===== The data =====

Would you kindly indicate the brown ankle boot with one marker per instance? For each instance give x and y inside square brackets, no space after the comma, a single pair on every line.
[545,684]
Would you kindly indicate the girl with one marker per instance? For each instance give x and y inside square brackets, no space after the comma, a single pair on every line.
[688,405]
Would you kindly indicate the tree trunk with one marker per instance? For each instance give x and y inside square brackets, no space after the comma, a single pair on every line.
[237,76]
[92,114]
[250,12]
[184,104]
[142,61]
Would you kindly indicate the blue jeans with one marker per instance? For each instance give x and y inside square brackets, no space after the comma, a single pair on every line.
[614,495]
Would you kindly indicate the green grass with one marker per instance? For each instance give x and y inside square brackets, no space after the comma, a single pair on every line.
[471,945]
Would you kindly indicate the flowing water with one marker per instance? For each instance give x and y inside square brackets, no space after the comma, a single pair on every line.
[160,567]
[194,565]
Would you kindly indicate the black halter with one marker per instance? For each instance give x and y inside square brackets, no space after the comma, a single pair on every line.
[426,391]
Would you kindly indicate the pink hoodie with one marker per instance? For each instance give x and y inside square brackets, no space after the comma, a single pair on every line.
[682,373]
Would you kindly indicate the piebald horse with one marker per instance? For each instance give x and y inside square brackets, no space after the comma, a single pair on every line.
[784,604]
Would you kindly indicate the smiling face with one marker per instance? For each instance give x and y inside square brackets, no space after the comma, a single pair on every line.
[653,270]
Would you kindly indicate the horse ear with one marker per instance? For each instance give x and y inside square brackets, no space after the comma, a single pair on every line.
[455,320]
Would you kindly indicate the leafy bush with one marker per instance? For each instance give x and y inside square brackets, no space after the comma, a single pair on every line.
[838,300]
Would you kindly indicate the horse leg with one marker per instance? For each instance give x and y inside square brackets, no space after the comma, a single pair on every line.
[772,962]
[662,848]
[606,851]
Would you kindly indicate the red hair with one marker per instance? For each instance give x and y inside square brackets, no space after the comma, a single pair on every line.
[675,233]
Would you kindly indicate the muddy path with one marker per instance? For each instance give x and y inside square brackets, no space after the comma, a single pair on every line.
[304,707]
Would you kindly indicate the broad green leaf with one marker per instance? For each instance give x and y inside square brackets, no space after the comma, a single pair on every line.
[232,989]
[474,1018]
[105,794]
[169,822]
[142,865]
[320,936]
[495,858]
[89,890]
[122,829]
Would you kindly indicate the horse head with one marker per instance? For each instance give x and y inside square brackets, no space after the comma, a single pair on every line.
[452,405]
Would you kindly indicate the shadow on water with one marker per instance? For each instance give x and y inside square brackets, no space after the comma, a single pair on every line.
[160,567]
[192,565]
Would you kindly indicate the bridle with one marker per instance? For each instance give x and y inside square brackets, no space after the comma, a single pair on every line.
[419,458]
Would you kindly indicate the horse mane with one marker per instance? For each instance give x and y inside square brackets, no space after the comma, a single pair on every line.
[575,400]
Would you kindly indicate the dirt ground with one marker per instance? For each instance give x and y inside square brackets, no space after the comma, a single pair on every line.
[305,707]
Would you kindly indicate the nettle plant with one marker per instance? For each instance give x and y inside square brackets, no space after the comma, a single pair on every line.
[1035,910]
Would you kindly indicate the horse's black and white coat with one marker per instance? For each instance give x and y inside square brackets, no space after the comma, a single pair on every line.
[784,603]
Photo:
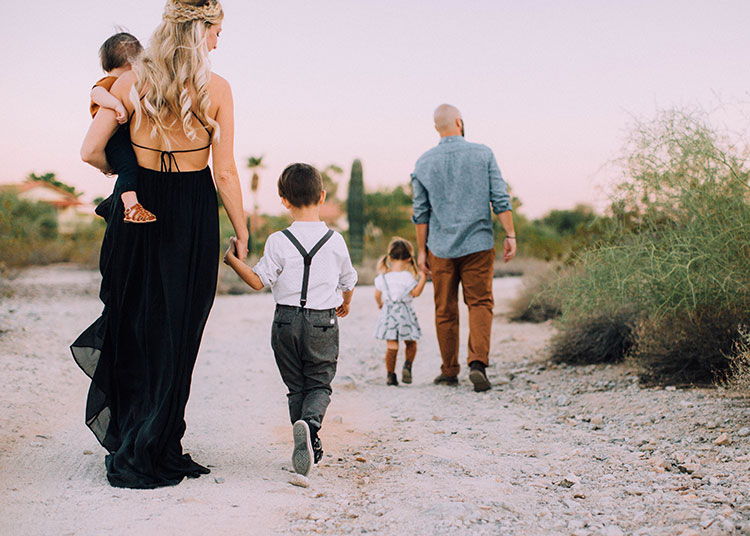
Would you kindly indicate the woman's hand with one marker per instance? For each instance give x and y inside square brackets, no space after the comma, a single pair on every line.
[240,247]
[229,255]
[342,310]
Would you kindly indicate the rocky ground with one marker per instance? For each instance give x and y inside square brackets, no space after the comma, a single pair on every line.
[549,450]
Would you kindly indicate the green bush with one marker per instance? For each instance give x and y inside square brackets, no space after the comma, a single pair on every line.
[676,252]
[29,236]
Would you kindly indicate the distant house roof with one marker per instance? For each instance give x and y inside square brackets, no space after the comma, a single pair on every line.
[43,192]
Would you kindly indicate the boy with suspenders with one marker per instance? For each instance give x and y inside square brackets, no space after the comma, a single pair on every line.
[308,269]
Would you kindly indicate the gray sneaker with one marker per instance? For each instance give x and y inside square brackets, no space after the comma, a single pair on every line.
[302,455]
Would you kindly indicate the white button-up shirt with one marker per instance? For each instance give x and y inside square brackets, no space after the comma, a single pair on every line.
[281,268]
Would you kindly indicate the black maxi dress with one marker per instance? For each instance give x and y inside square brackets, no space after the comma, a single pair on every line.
[158,286]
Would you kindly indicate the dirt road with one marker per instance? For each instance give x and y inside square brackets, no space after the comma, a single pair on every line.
[571,451]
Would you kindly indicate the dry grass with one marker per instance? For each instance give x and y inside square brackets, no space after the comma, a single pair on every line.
[538,301]
[603,338]
[687,349]
[739,363]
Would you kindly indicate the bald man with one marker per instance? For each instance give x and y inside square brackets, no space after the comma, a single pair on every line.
[455,185]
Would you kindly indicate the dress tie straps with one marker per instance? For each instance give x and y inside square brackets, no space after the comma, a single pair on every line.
[167,159]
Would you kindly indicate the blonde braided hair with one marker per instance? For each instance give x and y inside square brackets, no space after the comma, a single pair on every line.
[173,73]
[178,12]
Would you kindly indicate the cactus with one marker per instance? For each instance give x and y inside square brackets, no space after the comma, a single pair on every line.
[355,208]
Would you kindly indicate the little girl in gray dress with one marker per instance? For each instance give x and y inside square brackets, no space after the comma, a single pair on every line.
[395,288]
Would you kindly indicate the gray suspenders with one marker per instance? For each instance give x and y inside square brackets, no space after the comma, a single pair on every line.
[307,258]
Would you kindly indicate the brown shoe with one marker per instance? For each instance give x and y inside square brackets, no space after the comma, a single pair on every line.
[478,377]
[406,372]
[446,380]
[138,214]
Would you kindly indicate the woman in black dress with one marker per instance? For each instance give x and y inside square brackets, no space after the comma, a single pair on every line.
[159,280]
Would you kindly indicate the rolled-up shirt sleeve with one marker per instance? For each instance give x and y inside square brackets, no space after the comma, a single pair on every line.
[421,202]
[268,267]
[347,274]
[499,196]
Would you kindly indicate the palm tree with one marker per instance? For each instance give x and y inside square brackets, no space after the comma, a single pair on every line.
[254,163]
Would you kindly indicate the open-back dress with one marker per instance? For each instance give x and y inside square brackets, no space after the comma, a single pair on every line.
[158,286]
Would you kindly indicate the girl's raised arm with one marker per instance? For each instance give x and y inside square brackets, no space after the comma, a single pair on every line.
[416,291]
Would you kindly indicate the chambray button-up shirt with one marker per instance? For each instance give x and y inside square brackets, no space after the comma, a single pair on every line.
[454,184]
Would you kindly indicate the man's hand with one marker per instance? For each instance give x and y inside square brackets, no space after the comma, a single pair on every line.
[509,249]
[342,310]
[424,266]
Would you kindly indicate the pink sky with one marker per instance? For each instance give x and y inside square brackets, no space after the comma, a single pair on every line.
[550,86]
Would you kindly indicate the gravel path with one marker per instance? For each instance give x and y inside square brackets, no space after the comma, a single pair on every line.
[570,451]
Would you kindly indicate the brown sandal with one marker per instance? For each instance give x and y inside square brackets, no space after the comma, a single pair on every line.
[138,214]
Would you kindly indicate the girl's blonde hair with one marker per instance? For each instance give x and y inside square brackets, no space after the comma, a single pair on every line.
[172,74]
[399,250]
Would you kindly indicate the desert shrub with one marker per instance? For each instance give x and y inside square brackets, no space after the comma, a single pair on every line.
[602,338]
[29,236]
[537,301]
[739,362]
[678,252]
[684,349]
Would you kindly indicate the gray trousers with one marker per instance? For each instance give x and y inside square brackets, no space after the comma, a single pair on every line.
[305,344]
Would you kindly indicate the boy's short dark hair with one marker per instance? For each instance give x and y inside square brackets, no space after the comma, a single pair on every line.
[301,185]
[119,50]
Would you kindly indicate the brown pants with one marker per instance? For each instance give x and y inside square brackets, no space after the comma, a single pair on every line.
[474,272]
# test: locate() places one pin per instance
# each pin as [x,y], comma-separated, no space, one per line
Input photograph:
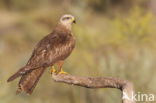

=====

_Your goal_. From the line containing "Would you kindly indicate the girl's blonde" through the final line of the records, write out each line exactly, and include no pictures.

_Response area_.
Would you kindly indicate the girl's blonde hair with one marker per instance? For each instance give x and y inside square brackets, no space after the comma, a single pair on every line.
[172,74]
[399,250]
Would you kindly indicate the desert shrub with one marker per instance? For each instance give x and y inside square brackets, no space after the comma, a single pair on every line.
[602,338]
[29,236]
[537,301]
[739,362]
[678,252]
[684,349]
Would you kindly indicate the gray trousers with one marker per instance? For each instance give x and y inside square brackets, no space after the comma, a single pair on every line.
[305,344]
Would you kindly indicate the boy's short dark hair with one marker per instance? For each instance give x and y inside square brackets, no space after the comma, a single pair on every line.
[301,185]
[119,50]
Would you kindly indicate the brown pants with one marker per instance? For each instance give x and y inside square brackets, no space after the comma, a single pair on every line.
[474,272]
# test: locate() places one pin per instance
# each pin as [x,y], comma-separated, no space, one per line
Input photograph:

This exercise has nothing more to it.